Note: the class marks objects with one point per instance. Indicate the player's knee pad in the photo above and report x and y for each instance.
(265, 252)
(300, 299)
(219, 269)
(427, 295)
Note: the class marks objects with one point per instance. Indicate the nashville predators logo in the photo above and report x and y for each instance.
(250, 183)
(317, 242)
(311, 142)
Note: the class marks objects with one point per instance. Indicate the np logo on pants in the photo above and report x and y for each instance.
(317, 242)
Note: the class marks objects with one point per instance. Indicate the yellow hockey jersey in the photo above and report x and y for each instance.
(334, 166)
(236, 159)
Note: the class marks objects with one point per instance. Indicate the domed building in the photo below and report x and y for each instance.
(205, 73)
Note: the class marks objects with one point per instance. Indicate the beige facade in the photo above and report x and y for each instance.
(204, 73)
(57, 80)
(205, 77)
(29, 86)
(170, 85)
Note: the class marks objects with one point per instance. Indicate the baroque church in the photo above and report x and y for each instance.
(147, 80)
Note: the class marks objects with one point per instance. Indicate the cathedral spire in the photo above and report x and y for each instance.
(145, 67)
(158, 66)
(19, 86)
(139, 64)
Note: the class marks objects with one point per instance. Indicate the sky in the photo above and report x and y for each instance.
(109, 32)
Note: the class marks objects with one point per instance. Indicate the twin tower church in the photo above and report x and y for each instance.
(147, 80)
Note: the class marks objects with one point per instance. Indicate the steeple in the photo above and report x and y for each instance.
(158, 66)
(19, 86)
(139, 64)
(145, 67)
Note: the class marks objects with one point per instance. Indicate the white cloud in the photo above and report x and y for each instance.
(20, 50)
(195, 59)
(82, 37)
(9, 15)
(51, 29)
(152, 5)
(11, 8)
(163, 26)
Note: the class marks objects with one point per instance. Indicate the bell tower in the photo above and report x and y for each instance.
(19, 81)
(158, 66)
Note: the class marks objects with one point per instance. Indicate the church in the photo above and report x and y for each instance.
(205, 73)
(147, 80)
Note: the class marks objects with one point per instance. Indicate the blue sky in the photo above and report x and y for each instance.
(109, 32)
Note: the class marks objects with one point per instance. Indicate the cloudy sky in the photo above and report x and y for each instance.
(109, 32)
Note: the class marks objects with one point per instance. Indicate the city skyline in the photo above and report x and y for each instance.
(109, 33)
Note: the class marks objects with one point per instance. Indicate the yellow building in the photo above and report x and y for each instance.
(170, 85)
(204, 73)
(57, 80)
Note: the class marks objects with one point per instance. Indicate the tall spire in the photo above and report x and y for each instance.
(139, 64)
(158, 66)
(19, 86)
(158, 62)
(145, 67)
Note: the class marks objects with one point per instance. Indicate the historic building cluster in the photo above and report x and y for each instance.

◆ ◆ ◆ ◆ ◆ ◆ ◆

Could you return all of the data exactly as written?

Note: the class marks objects with one point per instance. Indicate the player's knee pad in the photo above and report x and y for each instance.
(265, 252)
(300, 299)
(219, 269)
(427, 295)
Note: the class marks objects with one point per instance. Indicate the nashville predators logo in the photo above and report x and y for each instance.
(250, 183)
(317, 242)
(311, 142)
Note: the class marks objects with one point per instance. Indicate the np logo on pants in the photo above and report x and y for each instance.
(317, 242)
Note: the class marks objects with one point per instance. Indicate the yellow hockey jersey in the photo above and report x and y for each instance.
(334, 166)
(236, 159)
Note: the class marks objects with one point per instance. Indicate the domed building in the photo below and report x and y for each instance.
(205, 73)
Note: the class marks objects with one point per instance. Indicate the beige facade in the photo above and report x and y for each instance.
(204, 73)
(57, 80)
(205, 77)
(29, 86)
(170, 85)
Note: the class marks objects with one point per instance. Indicate the baroque church in the photo above and report x and y for each instance.
(147, 80)
Note: the class marks objects with one point per instance. Indicate the cathedral spire in the photo above and report x and y for each instance.
(145, 67)
(158, 66)
(19, 86)
(139, 64)
Note: the class marks objects with one point per instance. Indicate the sky in the photo above and report x and y for each instance.
(109, 32)
Note: the class marks objects with one point per instance. Indicate the twin tower church in the photo above and report x and y for each instance.
(147, 80)
Note: the class marks objects with one point per instance. Indicate the steeple in the photo above and report x and y for each instance.
(158, 66)
(19, 86)
(139, 64)
(145, 67)
Note: the class marks objects with one point per instance. Indicate the white cloud in the photo above and report x and y for each instance.
(20, 50)
(195, 59)
(82, 37)
(9, 15)
(51, 29)
(152, 5)
(11, 8)
(163, 26)
Note: the class marks objects with one point per instance. Indicate the bell tower in the photo above and report x and y for each instance.
(19, 81)
(158, 66)
Note: the class marks objects with one point per instance. Indicate the church in the photo above and report x and y for each instance.
(205, 73)
(147, 80)
Note: the class marks objects with one point per instance. Indicate the blue sky in the photo above and report x and y for each instance.
(109, 32)
Note: the class marks objects with one point per instance. Indicate the cloudy sky in the photo above and report x and y for each instance.
(109, 32)
Note: the class marks objects with one point per instance. Indicate the city skyline in the photo above and report x and y for each instance.
(109, 33)
Note: the class marks objects with one point per instance. Indicate the yellow building in the photo above and report x and y for each instance.
(170, 85)
(204, 73)
(57, 80)
Note: the class marks objects with one point per instance. Indicate the tall spire in the photo above and report x and y for each instance.
(139, 64)
(158, 66)
(19, 86)
(158, 62)
(145, 67)
Note: the class marks objects with one point per instance. Indicate the historic building cluster in the photo above and report x and y for each instance.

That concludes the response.